### [Exercise objective]
Render every line of the material below as one string in a JSON list, skipping blank lines and leaving out the pictures.

------------------------------------------------------------

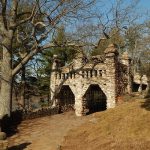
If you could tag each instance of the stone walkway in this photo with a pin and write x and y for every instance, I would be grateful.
(44, 133)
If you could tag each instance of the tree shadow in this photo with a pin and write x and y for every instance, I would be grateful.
(20, 146)
(146, 104)
(9, 124)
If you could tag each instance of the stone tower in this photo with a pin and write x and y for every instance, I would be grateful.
(87, 84)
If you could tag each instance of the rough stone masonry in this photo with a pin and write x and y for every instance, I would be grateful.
(109, 73)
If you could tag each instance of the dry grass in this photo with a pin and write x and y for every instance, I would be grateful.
(126, 127)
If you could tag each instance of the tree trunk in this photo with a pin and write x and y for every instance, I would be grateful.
(23, 88)
(6, 83)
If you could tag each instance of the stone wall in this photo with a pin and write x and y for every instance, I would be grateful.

------------------------------------------------------------

### [Answer]
[
  "If you could tag each instance of the stone walkway in this photo with a pin and write x and y for every instance, I would be grateful.",
  "(44, 133)",
  "If you could tag each instance of the tree shadow in this photo with a pin and write x and y for every instance, I would be grateful.",
  "(20, 146)",
  "(146, 104)",
  "(9, 124)",
  "If you could tag each instance of the stone tower in this photo with a pin and write x and y for every instance, I would be grateful.",
  "(87, 84)",
  "If you could tag each instance of the rough stone masonry in this photo with a pin and write x and y for every instance, I would be grateful.",
  "(109, 73)",
  "If you could tag each instance of the dry grass in this photo with a pin and write x and y for every instance, I would be grateful.",
  "(126, 127)",
  "If you could tag each instance of the tree trunk in this photo with a pin and write x and y for every instance, I would be grateful.",
  "(23, 88)",
  "(6, 83)",
  "If you could tag each instance of the stone wall in this photo with a pin and write x and y for every instance, I would be grateful."
]